Task list
(1) From the court judgment, reproduce the passage that begins at the words "SZELM & ANOR" and stops after the words "Azerbaijan was immaterial.".
(2) Summarize the court judgment in two sentences.

SZELM v Minister for Immigration

Case

[2005] FMCA 1179

11 August 2005


FEDERAL MAGISTRATES COURT OF AUSTRALIA

SZELM & ANOR v MINISTER FOR IMMIGRATION
& ANOR
[2005] FMCA 1179
MIGRATION – RRT – Non-citizen former USSR residents of Latvia – claiming persecution based on foreign ethnicity – no error in Tribunal’s reasoning – erroneous reasoning on effective protection in Azerbaijan was immaterial.
Migration Act 1958 (Cth), ss.36(2), 417, 424A(1), 424A(3)(a), 474, 474(1), 474(2), 483A, Part 8,
Judiciary Act 1903 (Cth), s.39B
Minister for Immigration & Multicultural & Indigenous Affairs v NAMW [2004] FCAFC 264
Minister for Immigration & Multicultural Affairs v Thiyagarajah (1997) 80 FCR 543
NAEQ v Minister for Immigration & Multicultural & Indigenous Affairs [2002] FCA 822
NAGV and NAGW of 2002 v Minister for Immigration & Multicultural & Indigenous Affairs [2005] HCA 6
Plaintiff S157/2002 v Commonwealth of Australia (2003) 211 CLR 476
Re Minister for Immigration and Multicultural Affairs, Ex parte Miah (2001) 206 CLR 57
Applicants: SZELM & SZELN
Respondent: MINISTER FOR IMMIGRATION & MULTICULTURAL & INDIGENOUS AFFAIRS
Second Respondent REFUGEE REVIEW TRIBUNAL
File Number: SYG 2916 of 2004
Judgment of: Smith FM
Hearing date: 11 August 2005
Delivered at: Sydney
Delivered on: 11 August 2005

REPRESENTATION

Counsel for the Applicant: Applicant in person
Counsel for the Respondent: Mr Riley
Solicitors for the Respondent: Sparke Helmore

ORDERS

  1. The Tribunal be joined as second respondent, and note the undertaking by the solicitor for the first respondent to file a submitting appearance by the second respondent.

  2. The application is dismissed.

  3. The applicants must pay the first respondent’s costs in the sum of $6,500.

FEDERAL MAGISTRATES
COURT OF AUSTRALIA AT
SYDNEY

SYG 2916 of 2004

SZELM & SZELN

Applicant

And

MINISTER FOR IMMIGRATION & MULTICULTURAL & INDIGENOUS AFFAIRS

Respondent

REFUGEE REVIEW TRIBUNAL

Second Respondent

REASONS FOR JUDGMENT

(revised from transcript)

  1. This is an application under s.483A of the Migration Act 1958 (Cth) which challenges a decision of the Refugee Review Tribunal dated 30 January 2002 and handed down on 21 February 2002. The Tribunal affirmed a decision of a delegate made on 20 March 1998 refusing applications for protection visas to the applicants who are a husband and wife, and also to their son who is not a party to the present proceeding.

  2. Section 483A gives the Court, “the same jurisdiction as the Federal Court in relation to a matter arising under this Act”. The relevant jurisdiction in a matter such as the present is under s.39B of the Judiciary Act 1903 (Cth) subject to limitations under Part 8 of the Migration Act. As interpreted in Plaintiff S157/2002 v Commonwealth of Australia (2003) 211 CLR 476, the limitations have the effect that I cannot set aside the Tribunal decision and send the matter back unless I am satisfied that the Tribunal’s decision was affected by jurisdictional error. I do not have power myself to decide whether the applicants qualify for a refugee visa.

(Items listed in a dataset)
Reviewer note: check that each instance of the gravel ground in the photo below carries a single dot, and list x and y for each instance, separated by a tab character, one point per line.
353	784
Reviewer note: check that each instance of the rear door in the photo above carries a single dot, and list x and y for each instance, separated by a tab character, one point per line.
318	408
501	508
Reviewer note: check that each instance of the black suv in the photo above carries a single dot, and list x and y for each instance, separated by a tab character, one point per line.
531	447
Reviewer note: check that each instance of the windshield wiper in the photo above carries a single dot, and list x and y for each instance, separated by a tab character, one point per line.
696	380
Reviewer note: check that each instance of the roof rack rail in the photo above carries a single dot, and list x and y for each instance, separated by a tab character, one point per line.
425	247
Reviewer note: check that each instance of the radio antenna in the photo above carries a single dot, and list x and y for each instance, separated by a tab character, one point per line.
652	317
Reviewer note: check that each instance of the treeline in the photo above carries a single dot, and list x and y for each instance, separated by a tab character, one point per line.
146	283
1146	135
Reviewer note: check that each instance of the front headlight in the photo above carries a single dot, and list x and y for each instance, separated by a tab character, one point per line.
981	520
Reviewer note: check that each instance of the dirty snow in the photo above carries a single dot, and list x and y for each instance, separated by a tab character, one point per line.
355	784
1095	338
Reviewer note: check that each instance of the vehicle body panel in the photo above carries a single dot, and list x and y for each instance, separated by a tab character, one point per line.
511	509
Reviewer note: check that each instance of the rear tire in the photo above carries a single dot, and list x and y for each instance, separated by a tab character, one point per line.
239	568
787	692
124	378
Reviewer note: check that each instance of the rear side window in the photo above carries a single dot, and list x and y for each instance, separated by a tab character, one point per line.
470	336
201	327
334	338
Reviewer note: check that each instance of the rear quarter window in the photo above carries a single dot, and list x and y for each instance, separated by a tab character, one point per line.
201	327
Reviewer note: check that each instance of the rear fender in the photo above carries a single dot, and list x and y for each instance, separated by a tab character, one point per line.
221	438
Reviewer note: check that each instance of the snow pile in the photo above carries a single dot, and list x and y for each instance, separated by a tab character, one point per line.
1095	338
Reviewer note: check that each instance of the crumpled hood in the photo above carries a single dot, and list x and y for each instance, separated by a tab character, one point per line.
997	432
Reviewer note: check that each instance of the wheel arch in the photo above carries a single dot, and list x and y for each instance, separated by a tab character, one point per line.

Expected answers
(1)
SZELM & ANOR v MINISTER FOR IMMIGRATION
& ANOR
[2005] FMCA 1179
MIGRATION – RRT – Non-citizen former USSR residents of Latvia – claiming persecution based on foreign ethnicity – no error in Tribunal’s reasoning – erroneous reasoning on effective protection in Azerbaijan was immaterial.

(2) The Federal Magistrates Court dismissed an application by SZELM and SZELN, a husband and wife, that challenged a Refugee Review Tribunal decision affirming the refusal of their protection visas, and ordered them to pay the first respondent's costs of $6,500. The court explained that it could set aside the Tribunal's decision only if that decision was affected by jurisdictional error, and that it had no power itself to decide whether the applicants qualify for a refugee visa.